[TEXTAUSZUG]
Wolf versprach, den konkreten Fällen, in denen aus Sicht von Endres und Reisch einiges schief gelaufen ist, nachzugehen und Rückmeldung zu geben. Dies geschehe grundsätzlich, wenn sich ein Patient oder Angehöriger über die Beschwerdestelle der OSK melde, versicherte Wolf.
Das Gefühl einer medizinischen Unterversorgung konnte er indes bei seinen Gästen nicht zerstreuen.
Für den Notarztdienst ist der Bereichsausschuss für das Rettungswesen zuständig
Das größte Problem des OSK-Geschäftsführers: die Notfallversorgung, die auf zwei Säulen fußt. Da ist zum einen der Notarzt und zum anderen die Notaufnahme im Krankenhaus. Die OSK aber ist nur für Letzteres verantwortlich, verantwortlich also auch dafür, dass es im württembergischen Allgäu eine Notaufnahme nur noch in Wangen gibt. Für den Notarztdienst ist der Bereichsausschuss für das Rettungswesen zuständig – darauf hat die OSK keinen Einfluss.
[/TEXTAUSZUG]
[BEREITGESTELLTES MATERIAL]
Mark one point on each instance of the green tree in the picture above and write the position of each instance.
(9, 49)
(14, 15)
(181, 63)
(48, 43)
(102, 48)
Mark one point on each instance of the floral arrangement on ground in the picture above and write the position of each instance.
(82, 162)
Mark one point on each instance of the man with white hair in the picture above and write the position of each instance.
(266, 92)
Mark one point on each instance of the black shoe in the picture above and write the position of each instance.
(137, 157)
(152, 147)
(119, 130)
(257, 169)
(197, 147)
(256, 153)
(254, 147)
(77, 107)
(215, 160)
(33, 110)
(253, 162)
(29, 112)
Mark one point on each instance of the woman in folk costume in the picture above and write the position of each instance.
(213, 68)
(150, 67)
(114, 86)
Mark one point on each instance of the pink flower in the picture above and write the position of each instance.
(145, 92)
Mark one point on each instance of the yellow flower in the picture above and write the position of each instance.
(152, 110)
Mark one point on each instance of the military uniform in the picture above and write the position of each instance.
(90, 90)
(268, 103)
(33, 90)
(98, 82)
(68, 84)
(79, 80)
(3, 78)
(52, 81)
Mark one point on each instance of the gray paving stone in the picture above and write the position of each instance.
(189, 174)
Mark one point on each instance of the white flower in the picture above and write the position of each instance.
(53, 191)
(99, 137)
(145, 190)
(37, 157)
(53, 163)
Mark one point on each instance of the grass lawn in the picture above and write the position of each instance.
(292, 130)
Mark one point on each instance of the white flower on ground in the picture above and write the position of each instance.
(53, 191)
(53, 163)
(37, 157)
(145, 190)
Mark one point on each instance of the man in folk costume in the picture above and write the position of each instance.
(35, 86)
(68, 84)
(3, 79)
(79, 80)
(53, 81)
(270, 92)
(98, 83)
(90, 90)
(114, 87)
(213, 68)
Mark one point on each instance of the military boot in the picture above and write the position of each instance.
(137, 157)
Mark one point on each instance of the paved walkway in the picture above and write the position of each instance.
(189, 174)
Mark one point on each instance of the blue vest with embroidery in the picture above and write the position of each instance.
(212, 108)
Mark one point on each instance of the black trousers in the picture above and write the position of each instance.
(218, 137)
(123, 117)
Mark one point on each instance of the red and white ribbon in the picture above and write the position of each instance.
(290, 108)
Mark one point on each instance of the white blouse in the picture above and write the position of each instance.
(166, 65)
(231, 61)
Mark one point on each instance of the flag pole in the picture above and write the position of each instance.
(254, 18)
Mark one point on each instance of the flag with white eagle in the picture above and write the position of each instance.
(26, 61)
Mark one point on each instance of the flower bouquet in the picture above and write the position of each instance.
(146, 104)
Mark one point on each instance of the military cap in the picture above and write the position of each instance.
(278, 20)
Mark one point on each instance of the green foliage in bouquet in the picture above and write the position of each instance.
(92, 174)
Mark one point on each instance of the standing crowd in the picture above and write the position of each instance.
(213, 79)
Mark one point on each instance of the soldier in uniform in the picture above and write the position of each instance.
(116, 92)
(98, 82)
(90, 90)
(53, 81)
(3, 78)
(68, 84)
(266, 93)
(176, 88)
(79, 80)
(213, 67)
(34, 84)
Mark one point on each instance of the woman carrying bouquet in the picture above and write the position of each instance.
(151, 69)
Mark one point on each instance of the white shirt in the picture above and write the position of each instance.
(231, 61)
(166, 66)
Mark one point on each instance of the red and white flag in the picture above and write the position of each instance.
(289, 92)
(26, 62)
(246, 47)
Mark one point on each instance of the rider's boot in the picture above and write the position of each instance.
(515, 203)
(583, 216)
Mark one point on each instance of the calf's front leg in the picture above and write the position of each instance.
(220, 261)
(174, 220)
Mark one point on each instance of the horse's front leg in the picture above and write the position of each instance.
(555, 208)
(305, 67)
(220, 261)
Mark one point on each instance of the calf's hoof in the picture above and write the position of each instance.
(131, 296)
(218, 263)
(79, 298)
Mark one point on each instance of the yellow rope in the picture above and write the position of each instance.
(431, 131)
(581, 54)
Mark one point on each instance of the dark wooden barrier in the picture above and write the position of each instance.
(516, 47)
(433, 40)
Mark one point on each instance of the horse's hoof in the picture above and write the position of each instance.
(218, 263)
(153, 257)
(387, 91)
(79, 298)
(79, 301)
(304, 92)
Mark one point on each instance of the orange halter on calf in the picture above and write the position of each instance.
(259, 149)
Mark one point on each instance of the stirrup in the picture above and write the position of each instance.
[/BEREITGESTELLTES MATERIAL]
Gib aus dem Textauszug alles von „Wolf versprach, den“ bis hinunter zu „OSK keinen Einfluss.“ wortgetreu wieder.

## DEINE ANTWORT
Wolf versprach, den konkreten Fällen, in denen aus Sicht von Endres und Reisch einiges schief gelaufen ist, nachzugehen und Rückmeldung zu geben. Dies geschehe grundsätzlich, wenn sich ein Patient oder Angehöriger über die Beschwerdestelle der OSK melde, versicherte Wolf.
Das Gefühl einer medizinischen Unterversorgung konnte er indes bei seinen Gästen nicht zerstreuen.
Für den Notarztdienst ist der Bereichsausschuss für das Rettungswesen zuständig
Das größte Problem des OSK-Geschäftsführers: die Notfallversorgung, die auf zwei Säulen fußt. Da ist zum einen der Notarzt und zum anderen die Notaufnahme im Krankenhaus. Die OSK aber ist nur für Letzteres verantwortlich, verantwortlich also auch dafür, dass es im württembergischen Allgäu eine Notaufnahme nur noch in Wangen gibt. Für den Notarztdienst ist der Bereichsausschuss für das Rettungswesen zuständig – darauf hat die OSK keinen Einfluss.